TASK DESCRIPTION:
Rewrite the lines below, from the line with "Task: where can the black baseball" to the line with "x=946, y=304", both included, as a numbered list with blank lines omitted.

RECORDS FOR THIS EXERCISE:
○ ○ ○ ○
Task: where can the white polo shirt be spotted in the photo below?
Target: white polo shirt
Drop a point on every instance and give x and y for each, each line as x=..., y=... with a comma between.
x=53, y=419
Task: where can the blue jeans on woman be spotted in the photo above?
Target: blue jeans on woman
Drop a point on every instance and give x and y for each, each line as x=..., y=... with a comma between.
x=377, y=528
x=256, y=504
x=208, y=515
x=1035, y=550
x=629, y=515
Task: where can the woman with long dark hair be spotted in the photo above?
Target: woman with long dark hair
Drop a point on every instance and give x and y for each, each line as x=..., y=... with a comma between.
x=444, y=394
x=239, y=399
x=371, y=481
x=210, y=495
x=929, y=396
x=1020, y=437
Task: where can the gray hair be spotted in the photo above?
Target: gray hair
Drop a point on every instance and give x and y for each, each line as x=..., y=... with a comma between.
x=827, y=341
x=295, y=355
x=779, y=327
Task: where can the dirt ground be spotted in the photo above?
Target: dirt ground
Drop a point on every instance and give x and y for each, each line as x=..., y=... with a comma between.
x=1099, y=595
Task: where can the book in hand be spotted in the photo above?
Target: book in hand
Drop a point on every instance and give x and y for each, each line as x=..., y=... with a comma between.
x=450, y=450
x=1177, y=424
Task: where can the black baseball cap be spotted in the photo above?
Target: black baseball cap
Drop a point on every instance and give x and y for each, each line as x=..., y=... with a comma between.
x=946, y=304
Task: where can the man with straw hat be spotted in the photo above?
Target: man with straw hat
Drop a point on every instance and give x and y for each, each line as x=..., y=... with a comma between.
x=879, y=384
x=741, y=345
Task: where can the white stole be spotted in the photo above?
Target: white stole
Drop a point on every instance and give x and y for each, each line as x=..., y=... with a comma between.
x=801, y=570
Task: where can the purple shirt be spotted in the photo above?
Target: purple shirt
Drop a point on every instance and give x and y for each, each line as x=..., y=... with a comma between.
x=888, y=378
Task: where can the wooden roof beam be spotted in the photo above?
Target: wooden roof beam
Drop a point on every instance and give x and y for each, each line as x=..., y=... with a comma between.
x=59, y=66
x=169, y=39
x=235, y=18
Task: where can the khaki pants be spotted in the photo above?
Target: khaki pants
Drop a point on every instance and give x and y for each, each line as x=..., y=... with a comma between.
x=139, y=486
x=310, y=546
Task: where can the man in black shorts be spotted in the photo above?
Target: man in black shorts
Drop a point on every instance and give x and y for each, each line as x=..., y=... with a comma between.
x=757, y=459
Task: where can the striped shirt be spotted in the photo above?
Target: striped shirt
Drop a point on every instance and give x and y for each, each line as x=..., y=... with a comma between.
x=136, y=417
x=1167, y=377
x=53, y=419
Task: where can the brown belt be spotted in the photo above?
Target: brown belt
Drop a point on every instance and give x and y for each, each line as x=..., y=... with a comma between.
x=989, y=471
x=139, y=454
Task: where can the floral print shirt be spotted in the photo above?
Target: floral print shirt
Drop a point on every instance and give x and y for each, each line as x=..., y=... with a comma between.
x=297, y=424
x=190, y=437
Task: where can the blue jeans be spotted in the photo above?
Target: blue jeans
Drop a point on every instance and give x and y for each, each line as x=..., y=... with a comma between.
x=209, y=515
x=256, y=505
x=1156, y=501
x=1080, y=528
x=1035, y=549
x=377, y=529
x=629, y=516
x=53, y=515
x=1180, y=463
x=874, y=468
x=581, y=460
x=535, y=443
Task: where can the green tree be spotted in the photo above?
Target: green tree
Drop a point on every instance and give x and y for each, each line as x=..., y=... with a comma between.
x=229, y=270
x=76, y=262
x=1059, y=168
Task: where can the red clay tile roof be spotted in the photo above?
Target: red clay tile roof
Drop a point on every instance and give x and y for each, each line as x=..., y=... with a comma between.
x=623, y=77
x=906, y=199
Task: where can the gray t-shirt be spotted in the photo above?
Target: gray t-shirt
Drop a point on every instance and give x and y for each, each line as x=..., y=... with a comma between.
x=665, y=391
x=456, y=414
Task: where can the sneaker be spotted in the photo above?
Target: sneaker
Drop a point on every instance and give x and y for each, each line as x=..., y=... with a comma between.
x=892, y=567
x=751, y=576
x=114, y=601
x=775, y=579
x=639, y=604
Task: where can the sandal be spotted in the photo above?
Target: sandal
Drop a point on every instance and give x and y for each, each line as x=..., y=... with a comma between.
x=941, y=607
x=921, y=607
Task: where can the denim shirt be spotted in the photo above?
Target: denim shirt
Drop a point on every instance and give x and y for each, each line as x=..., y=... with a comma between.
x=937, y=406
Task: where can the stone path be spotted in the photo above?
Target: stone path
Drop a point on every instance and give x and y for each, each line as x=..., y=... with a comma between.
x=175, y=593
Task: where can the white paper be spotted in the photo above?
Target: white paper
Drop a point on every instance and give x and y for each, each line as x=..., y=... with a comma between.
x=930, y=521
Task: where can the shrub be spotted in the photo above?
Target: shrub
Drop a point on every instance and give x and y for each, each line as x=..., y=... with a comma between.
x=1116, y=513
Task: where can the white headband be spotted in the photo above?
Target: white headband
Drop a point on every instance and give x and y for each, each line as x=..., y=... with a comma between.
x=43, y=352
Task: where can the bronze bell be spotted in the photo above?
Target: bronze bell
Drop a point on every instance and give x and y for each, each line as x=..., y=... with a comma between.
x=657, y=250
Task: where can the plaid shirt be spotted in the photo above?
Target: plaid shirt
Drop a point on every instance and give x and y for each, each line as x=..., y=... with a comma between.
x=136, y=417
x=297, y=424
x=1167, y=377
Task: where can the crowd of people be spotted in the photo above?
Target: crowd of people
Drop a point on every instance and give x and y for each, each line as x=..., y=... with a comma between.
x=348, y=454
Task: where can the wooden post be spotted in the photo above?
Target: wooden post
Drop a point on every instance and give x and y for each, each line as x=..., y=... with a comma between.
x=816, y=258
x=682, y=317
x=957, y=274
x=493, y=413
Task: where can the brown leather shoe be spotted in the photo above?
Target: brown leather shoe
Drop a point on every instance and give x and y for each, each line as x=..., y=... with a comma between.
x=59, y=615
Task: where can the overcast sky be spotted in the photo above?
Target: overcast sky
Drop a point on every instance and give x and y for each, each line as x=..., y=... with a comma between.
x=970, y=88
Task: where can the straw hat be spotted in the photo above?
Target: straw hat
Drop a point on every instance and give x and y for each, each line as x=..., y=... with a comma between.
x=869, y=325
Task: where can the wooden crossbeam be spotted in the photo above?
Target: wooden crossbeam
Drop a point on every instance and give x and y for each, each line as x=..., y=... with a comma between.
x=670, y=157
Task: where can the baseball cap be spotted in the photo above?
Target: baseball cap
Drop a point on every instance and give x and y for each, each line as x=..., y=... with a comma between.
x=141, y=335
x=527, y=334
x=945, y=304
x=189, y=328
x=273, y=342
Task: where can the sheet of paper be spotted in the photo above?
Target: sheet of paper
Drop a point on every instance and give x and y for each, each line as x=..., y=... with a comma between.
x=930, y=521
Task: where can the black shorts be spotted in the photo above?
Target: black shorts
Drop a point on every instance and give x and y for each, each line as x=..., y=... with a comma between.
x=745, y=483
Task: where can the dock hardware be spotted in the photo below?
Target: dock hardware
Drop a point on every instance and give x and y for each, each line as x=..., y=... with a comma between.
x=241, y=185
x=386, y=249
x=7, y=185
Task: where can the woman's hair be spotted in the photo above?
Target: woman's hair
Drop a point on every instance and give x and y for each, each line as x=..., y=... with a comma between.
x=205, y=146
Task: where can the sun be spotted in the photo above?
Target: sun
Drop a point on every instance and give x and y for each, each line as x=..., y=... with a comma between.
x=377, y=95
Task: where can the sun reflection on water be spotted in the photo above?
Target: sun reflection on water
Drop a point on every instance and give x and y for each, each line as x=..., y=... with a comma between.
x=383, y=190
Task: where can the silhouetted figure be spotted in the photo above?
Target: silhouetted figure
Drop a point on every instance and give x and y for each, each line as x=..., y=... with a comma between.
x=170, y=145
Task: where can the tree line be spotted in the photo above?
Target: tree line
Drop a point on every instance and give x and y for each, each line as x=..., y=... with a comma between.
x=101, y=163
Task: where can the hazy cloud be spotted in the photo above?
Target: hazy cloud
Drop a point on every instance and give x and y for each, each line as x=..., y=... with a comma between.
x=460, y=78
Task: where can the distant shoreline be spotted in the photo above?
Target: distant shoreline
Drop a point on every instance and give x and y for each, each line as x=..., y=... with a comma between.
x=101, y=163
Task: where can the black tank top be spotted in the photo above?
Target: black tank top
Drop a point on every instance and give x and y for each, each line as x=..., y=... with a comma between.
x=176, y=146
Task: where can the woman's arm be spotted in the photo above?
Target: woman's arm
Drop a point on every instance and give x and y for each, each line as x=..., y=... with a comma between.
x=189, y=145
○ ○ ○ ○
THE RESULT:
1. Task: where can the black baseball cap be spotted in the photo above?
2. Target: black baseball cap
3. Drop a point on every instance and give x and y for each, each line as x=..., y=... with a comma between.
4. x=946, y=304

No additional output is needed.